#### Problem:
Look through the records below for the line with "of the beige" and the line with "Query: beige bokeh background", then return those lines and all lines between, exactly.

#### Dataset records:
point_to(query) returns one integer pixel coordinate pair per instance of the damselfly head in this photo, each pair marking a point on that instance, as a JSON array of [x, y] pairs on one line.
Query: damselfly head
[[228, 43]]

==

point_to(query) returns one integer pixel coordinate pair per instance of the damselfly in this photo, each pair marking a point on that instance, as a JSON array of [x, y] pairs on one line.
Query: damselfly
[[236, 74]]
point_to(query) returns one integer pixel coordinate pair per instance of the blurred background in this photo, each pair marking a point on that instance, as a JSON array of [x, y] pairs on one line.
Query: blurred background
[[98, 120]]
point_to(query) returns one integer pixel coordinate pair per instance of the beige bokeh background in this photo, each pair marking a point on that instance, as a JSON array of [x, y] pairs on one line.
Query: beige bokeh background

==

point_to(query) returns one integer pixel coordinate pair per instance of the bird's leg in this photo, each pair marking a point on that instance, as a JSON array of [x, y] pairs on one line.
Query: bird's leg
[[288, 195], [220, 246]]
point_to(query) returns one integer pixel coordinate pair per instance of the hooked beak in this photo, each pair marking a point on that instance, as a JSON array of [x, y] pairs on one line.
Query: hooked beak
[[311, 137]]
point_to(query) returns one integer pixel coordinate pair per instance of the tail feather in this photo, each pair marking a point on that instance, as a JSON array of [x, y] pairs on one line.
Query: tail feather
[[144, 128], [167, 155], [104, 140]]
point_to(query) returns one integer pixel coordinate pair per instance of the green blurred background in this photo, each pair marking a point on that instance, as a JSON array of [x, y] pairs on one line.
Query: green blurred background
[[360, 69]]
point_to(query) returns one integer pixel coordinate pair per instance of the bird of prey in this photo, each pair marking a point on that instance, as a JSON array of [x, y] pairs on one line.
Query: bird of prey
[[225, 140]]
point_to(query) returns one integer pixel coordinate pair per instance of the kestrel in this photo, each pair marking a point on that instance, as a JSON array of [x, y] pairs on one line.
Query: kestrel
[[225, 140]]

#### Result for this exercise:
point_to(query) returns one integer pixel coordinate pair per instance of the beige bokeh background in this photo, each pair marking a point on that instance, as a JSON array of [x, y] pairs on one line.
Query: beige bokeh background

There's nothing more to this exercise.